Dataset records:
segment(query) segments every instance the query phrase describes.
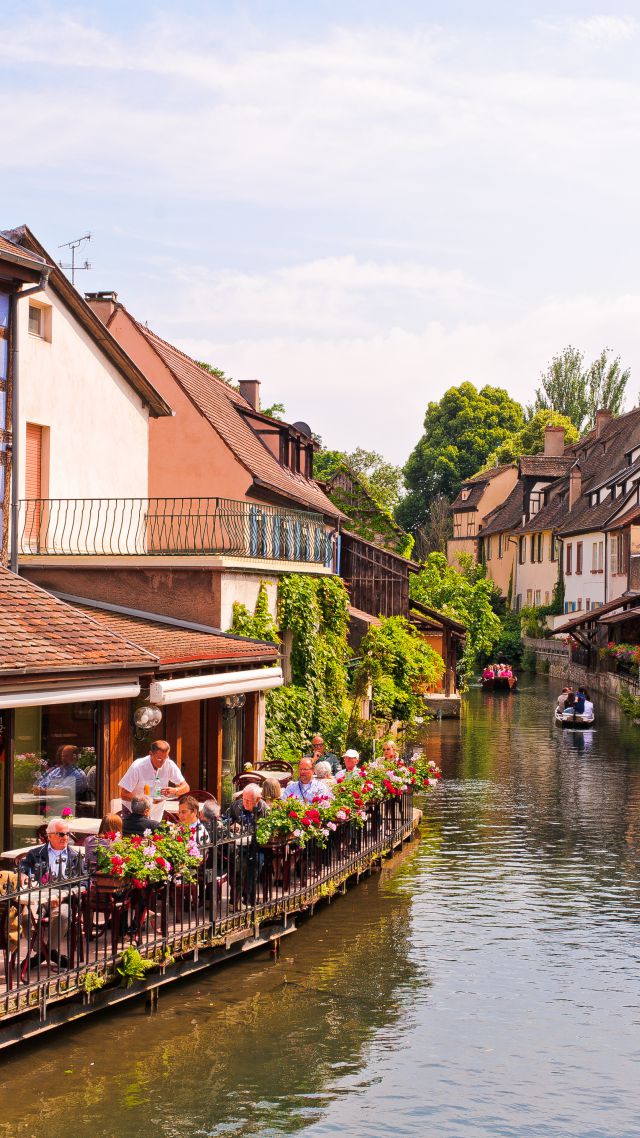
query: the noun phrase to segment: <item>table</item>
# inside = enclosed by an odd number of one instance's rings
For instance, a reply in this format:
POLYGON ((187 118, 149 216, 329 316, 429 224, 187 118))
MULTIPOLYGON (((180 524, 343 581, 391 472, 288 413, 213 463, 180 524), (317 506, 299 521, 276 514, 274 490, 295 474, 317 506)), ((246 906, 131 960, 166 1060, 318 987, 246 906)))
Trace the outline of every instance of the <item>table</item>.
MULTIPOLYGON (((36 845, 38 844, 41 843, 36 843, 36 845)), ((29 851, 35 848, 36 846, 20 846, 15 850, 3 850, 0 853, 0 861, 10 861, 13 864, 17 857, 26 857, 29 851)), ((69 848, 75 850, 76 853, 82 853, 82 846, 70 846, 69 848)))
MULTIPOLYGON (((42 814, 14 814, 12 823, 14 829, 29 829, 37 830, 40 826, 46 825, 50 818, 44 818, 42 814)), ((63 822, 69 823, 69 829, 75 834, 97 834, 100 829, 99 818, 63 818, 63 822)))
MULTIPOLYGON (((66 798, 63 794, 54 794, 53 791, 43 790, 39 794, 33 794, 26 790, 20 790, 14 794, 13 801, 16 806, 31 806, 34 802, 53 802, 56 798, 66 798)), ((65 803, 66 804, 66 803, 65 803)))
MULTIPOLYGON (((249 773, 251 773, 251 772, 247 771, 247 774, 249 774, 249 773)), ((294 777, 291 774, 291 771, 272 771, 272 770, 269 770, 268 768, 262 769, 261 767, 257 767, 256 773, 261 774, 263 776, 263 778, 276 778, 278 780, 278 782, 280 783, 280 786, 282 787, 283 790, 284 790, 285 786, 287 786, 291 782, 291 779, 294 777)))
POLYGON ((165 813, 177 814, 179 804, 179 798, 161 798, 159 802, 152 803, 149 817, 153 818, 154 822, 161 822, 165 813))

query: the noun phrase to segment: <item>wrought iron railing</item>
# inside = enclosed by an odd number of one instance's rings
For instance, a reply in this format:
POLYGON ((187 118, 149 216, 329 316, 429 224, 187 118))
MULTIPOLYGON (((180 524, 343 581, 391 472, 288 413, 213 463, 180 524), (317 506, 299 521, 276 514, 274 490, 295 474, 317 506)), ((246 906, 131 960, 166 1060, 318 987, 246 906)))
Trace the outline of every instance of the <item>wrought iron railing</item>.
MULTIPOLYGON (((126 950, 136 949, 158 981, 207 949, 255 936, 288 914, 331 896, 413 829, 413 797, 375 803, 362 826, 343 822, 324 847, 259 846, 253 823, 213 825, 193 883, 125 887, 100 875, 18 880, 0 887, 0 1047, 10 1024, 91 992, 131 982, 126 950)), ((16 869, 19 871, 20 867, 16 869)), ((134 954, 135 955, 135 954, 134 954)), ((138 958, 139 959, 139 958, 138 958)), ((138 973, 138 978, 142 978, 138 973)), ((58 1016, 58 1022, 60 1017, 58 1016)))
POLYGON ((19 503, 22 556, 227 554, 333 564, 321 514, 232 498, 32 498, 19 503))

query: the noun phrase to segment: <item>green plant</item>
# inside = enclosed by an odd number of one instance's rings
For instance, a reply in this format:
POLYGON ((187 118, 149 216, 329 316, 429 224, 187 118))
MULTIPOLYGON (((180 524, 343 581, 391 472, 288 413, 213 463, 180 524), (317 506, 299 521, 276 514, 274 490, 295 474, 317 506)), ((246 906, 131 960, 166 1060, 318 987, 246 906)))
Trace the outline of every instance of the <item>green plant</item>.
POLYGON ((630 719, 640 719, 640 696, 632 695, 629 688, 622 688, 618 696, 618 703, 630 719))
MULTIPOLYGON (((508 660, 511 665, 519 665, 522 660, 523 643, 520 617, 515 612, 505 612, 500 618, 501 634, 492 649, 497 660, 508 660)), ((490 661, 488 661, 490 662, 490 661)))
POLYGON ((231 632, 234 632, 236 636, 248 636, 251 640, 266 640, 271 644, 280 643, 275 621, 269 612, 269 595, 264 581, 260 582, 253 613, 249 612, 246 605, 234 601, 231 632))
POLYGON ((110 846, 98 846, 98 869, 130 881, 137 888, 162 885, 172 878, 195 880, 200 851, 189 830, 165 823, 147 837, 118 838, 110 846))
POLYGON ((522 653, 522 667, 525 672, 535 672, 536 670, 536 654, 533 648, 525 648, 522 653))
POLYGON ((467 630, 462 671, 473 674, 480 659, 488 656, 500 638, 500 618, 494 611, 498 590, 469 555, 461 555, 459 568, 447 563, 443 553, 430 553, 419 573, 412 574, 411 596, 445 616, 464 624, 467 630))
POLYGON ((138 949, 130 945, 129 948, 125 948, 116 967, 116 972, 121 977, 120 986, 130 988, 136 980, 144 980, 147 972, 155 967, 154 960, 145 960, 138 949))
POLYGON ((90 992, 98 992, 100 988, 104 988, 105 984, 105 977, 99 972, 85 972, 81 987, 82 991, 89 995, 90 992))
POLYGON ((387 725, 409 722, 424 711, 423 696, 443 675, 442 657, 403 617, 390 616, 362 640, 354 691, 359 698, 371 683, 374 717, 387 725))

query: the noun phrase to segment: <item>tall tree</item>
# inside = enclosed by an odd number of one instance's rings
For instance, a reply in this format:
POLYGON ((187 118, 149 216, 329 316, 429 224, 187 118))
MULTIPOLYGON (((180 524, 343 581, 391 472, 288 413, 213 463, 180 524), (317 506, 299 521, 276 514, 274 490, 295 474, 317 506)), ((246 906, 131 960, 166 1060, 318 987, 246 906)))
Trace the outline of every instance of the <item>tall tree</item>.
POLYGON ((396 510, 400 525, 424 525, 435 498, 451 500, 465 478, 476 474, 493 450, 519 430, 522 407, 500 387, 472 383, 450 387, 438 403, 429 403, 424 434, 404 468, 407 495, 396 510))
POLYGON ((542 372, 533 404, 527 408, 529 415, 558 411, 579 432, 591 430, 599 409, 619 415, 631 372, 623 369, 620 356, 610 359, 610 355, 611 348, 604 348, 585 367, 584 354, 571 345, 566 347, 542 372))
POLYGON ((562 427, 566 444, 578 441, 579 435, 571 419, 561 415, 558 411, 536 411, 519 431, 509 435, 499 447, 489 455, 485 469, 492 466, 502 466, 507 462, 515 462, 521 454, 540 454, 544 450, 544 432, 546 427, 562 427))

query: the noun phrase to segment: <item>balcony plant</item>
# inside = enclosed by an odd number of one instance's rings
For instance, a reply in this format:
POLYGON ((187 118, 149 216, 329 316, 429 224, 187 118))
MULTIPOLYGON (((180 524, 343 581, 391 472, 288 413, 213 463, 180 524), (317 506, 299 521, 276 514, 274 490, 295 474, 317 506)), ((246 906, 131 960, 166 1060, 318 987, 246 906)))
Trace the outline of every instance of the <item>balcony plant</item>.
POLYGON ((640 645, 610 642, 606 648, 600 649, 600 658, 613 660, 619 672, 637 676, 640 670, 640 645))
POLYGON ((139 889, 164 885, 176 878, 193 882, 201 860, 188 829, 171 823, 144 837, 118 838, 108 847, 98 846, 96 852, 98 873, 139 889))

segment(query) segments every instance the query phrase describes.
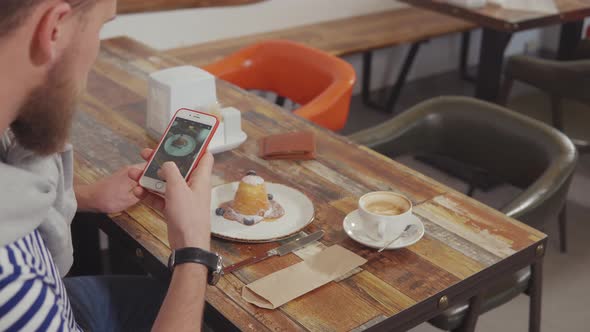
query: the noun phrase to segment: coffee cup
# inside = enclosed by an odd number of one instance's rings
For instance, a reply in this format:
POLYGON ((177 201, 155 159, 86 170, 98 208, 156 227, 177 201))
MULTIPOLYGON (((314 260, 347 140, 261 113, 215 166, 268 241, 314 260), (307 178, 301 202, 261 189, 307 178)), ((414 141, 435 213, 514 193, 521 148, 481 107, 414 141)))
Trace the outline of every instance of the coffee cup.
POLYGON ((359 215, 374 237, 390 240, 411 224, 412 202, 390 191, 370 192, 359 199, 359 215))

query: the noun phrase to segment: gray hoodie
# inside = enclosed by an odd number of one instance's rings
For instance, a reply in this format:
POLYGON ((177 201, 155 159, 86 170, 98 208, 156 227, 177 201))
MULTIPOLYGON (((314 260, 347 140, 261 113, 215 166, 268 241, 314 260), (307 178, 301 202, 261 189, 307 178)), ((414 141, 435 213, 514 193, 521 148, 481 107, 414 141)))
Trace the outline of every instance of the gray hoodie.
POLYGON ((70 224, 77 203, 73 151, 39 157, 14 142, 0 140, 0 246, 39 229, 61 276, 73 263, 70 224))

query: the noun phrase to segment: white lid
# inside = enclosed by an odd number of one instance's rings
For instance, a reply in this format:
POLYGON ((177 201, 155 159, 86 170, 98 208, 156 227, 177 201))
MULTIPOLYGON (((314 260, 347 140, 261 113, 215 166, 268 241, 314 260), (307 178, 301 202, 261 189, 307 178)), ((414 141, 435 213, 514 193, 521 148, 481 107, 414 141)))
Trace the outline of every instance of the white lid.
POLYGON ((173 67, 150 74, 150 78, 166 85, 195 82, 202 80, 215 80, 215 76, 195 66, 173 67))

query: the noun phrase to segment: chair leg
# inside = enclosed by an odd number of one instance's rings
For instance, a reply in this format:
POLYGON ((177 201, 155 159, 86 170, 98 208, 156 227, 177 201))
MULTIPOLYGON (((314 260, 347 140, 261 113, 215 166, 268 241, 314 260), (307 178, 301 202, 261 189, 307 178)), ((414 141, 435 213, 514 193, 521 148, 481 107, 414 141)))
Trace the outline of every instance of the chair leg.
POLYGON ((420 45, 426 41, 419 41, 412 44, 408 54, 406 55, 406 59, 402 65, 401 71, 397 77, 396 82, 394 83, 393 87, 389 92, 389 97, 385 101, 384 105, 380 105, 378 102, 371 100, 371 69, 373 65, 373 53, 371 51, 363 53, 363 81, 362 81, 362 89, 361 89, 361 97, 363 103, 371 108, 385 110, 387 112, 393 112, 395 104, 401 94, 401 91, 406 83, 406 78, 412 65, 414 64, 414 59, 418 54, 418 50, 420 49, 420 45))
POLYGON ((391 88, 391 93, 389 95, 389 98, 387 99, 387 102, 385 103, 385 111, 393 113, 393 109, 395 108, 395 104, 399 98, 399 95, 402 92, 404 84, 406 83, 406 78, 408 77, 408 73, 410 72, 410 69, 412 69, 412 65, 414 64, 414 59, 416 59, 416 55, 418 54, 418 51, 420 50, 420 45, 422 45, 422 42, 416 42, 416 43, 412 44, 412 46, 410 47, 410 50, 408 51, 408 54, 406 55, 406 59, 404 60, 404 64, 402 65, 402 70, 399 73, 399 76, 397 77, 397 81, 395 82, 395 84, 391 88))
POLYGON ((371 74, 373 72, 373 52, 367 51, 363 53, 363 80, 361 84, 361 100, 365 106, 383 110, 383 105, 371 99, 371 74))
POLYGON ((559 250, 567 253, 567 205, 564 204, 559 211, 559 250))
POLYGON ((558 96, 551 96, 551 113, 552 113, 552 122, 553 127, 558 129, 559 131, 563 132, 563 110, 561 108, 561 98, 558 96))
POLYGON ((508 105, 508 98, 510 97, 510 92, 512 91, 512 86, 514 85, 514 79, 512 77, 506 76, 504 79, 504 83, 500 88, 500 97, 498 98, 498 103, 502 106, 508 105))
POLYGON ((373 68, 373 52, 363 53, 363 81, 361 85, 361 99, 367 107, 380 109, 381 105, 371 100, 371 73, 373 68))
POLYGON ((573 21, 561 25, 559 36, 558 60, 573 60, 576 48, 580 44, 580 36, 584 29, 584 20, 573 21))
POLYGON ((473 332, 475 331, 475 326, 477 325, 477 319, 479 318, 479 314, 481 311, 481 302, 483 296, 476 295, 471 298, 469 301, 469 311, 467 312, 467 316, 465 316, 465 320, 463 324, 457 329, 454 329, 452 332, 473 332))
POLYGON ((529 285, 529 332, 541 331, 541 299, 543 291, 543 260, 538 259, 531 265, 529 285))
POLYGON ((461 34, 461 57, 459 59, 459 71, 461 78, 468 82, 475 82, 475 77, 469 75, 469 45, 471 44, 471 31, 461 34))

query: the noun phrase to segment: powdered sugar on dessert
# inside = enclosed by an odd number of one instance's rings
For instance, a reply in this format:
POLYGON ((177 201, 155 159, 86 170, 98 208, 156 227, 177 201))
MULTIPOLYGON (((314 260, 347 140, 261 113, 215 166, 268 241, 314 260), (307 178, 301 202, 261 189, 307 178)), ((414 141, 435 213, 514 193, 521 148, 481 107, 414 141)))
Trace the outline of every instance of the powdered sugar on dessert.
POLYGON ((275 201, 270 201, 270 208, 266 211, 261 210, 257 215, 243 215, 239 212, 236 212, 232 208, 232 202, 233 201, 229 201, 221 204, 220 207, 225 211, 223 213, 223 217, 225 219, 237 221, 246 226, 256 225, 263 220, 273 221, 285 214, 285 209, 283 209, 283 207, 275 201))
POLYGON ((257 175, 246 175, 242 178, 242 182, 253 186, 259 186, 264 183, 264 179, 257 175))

* _Work instructions_:
Read through the entries and copy each line in which "noun" appears.

* _Solution below_:
query: the noun phrase to segment: <item>table</item>
query: the noun phrase to segment: <item>wrought iron railing</item>
query: the noun phrase to segment: <item>green plant</item>
query: the noun phrase to segment: <item>tall tree</item>
query: the noun phrase to segment: <item>balcony plant</item>
query: the noun phrase to segment: coffee cup
query: the noun phrase to segment: gray hoodie
query: the noun phrase to segment: white lid
query: the noun phrase to segment: chair leg
query: the noun phrase to segment: powdered sugar on dessert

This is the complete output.